Recorded data
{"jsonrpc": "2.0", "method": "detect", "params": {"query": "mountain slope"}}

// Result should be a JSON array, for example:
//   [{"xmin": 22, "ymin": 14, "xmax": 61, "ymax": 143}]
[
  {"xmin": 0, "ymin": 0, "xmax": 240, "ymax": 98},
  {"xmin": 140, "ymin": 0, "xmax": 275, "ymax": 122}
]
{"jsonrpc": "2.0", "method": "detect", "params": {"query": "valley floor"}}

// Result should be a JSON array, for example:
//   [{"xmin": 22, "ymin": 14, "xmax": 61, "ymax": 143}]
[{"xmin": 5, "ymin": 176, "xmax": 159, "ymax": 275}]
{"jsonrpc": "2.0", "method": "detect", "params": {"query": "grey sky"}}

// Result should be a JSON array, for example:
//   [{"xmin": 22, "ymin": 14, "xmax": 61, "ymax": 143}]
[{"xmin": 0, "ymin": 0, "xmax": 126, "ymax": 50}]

* * *

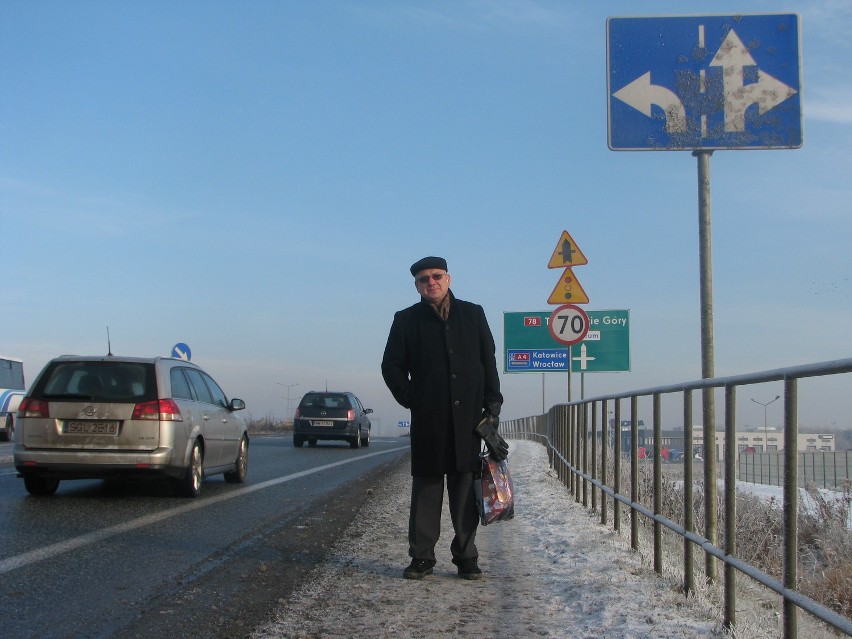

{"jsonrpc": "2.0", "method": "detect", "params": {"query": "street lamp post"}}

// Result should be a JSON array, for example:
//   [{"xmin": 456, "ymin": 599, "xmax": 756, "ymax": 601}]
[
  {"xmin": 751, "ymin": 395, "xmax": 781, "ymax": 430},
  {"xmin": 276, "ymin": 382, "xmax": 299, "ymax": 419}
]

#### WHAT YOU SHOULD DO:
Filter the items above down to the lines containing the string "query", treating case as significant, and copy each matching line.

#### EXERCISE RESPONSE:
{"jsonrpc": "2.0", "method": "detect", "params": {"query": "mountain slope"}}
{"jsonrpc": "2.0", "method": "detect", "params": {"query": "valley floor"}}
{"jsonrpc": "2.0", "method": "detect", "params": {"query": "grey sky"}}
{"jsonrpc": "2.0", "method": "detect", "params": {"query": "street lamp post"}}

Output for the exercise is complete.